Locate each line in the entries that contains the word "instance" and copy those lines out. Case counts.
____ AVAILABLE DATA
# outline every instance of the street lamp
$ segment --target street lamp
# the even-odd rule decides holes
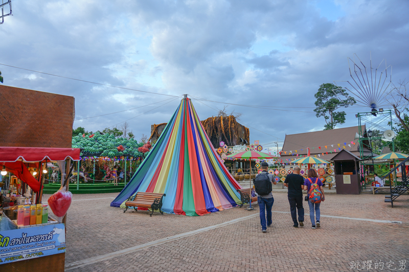
[[[368,134],[368,136],[369,137],[369,145],[371,146],[371,157],[373,158],[373,149],[372,149],[372,131],[370,129],[368,130],[367,131],[367,134]],[[374,172],[375,172],[375,165],[374,165],[373,159],[372,159],[372,167],[374,169]]]

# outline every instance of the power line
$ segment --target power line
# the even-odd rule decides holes
[[[114,113],[118,113],[119,112],[123,112],[124,111],[130,111],[131,110],[134,110],[135,109],[139,109],[139,108],[143,108],[144,107],[146,107],[147,106],[150,106],[151,105],[156,104],[157,104],[157,103],[160,103],[161,102],[164,102],[165,101],[167,101],[168,100],[170,100],[171,99],[173,99],[173,97],[172,98],[170,98],[169,99],[166,99],[165,100],[163,100],[162,101],[159,101],[158,102],[155,102],[154,103],[152,103],[151,104],[145,105],[145,106],[141,106],[141,107],[137,107],[136,108],[132,108],[132,109],[129,109],[128,110],[123,110],[123,111],[117,111],[117,112],[111,112],[111,113],[106,113],[105,114],[101,114],[101,115],[97,115],[97,116],[95,116],[88,117],[86,117],[86,118],[81,118],[81,119],[76,119],[75,120],[74,120],[74,121],[79,121],[80,120],[85,120],[85,119],[89,119],[89,118],[95,118],[95,117],[96,117],[103,116],[105,116],[105,115],[109,115],[109,114],[113,114]]]
[[[152,93],[153,94],[158,94],[159,95],[166,95],[167,96],[173,96],[174,97],[179,97],[179,96],[172,95],[171,95],[171,94],[164,94],[164,93],[157,93],[157,92],[148,92],[147,91],[141,91],[140,90],[135,90],[135,89],[130,89],[129,88],[125,88],[124,87],[119,87],[119,86],[118,86],[110,85],[109,85],[109,84],[104,84],[103,83],[98,83],[98,82],[93,82],[92,81],[88,81],[87,80],[81,80],[81,79],[74,79],[74,78],[68,78],[67,77],[63,77],[62,76],[58,76],[57,75],[53,75],[52,73],[46,73],[46,72],[40,72],[40,71],[35,71],[34,70],[30,70],[30,69],[26,69],[25,68],[20,68],[19,67],[16,67],[16,66],[11,66],[11,65],[8,65],[7,64],[4,64],[3,63],[0,63],[0,65],[4,65],[5,66],[12,67],[13,68],[16,68],[17,69],[21,69],[21,70],[26,70],[26,71],[30,71],[31,72],[37,72],[37,73],[42,73],[42,74],[44,74],[44,75],[48,75],[49,76],[53,76],[53,77],[57,77],[58,78],[62,78],[63,79],[71,79],[71,80],[76,80],[77,81],[81,81],[82,82],[86,82],[87,83],[92,83],[93,84],[97,84],[97,85],[99,85],[106,86],[108,86],[108,87],[112,87],[113,88],[118,88],[119,89],[123,89],[124,90],[130,90],[130,91],[137,91],[137,92],[145,92],[146,93]]]
[[[162,107],[162,106],[165,106],[165,105],[166,105],[166,104],[168,104],[168,103],[170,103],[172,102],[172,101],[174,101],[175,100],[176,100],[176,99],[177,99],[178,98],[179,98],[179,96],[176,96],[176,98],[175,98],[173,99],[172,100],[171,100],[171,101],[169,101],[169,102],[167,102],[167,103],[165,103],[164,104],[162,104],[162,105],[161,105],[161,106],[158,106],[158,107],[156,107],[156,108],[154,108],[154,109],[152,109],[151,110],[148,110],[148,111],[146,111],[146,112],[144,112],[143,113],[141,113],[141,114],[139,114],[139,115],[137,115],[136,116],[134,116],[134,117],[132,117],[132,118],[130,118],[129,119],[127,119],[127,120],[125,120],[125,121],[122,121],[122,122],[119,122],[118,123],[117,123],[117,124],[115,124],[115,125],[114,125],[113,126],[111,126],[110,127],[108,127],[108,128],[112,128],[112,127],[115,127],[115,126],[118,126],[118,125],[119,125],[119,124],[120,124],[120,123],[123,123],[124,122],[126,122],[126,121],[129,121],[129,120],[130,120],[131,119],[133,119],[134,118],[137,118],[137,117],[138,117],[138,116],[140,116],[141,115],[143,115],[143,114],[145,114],[145,113],[148,113],[148,112],[150,112],[150,111],[153,111],[153,110],[155,110],[156,109],[157,109],[158,108],[160,108],[161,107]]]
[[[193,96],[193,95],[191,95],[191,96]],[[203,105],[204,105],[204,106],[207,106],[208,107],[209,107],[209,108],[211,108],[211,109],[213,109],[213,110],[215,110],[215,111],[218,111],[217,110],[216,110],[216,109],[214,109],[214,108],[212,108],[212,107],[210,107],[210,106],[208,106],[208,105],[207,105],[205,104],[204,103],[203,103],[203,102],[202,102],[201,101],[200,101],[200,100],[197,100],[197,99],[195,99],[195,100],[196,100],[196,101],[198,101],[199,102],[201,103],[201,104],[203,104]],[[256,130],[257,130],[257,131],[259,131],[259,132],[262,132],[263,133],[264,133],[264,134],[267,134],[267,135],[268,135],[268,136],[271,136],[271,137],[274,137],[274,138],[277,138],[277,139],[280,139],[280,140],[283,140],[283,141],[285,141],[285,140],[284,140],[284,139],[281,139],[281,138],[279,138],[279,137],[277,137],[277,136],[275,136],[274,135],[271,135],[271,134],[269,134],[268,133],[266,133],[266,132],[264,132],[264,131],[261,131],[261,130],[258,130],[257,129],[256,129],[256,128],[253,128],[253,127],[251,127],[251,126],[248,126],[248,125],[245,124],[245,123],[242,123],[243,125],[244,125],[244,126],[247,126],[247,127],[249,127],[249,128],[252,128],[253,129]],[[287,141],[287,142],[288,142],[288,141]],[[300,146],[302,146],[302,147],[306,147],[306,146],[304,146],[304,145],[300,145],[300,144],[298,144],[298,143],[293,143],[293,142],[291,142],[291,143],[293,143],[293,144],[297,144],[297,145],[299,145]]]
________
## EXERCISE OUTPUT
# outline every instance of the street lamp
# outline every instance of the power line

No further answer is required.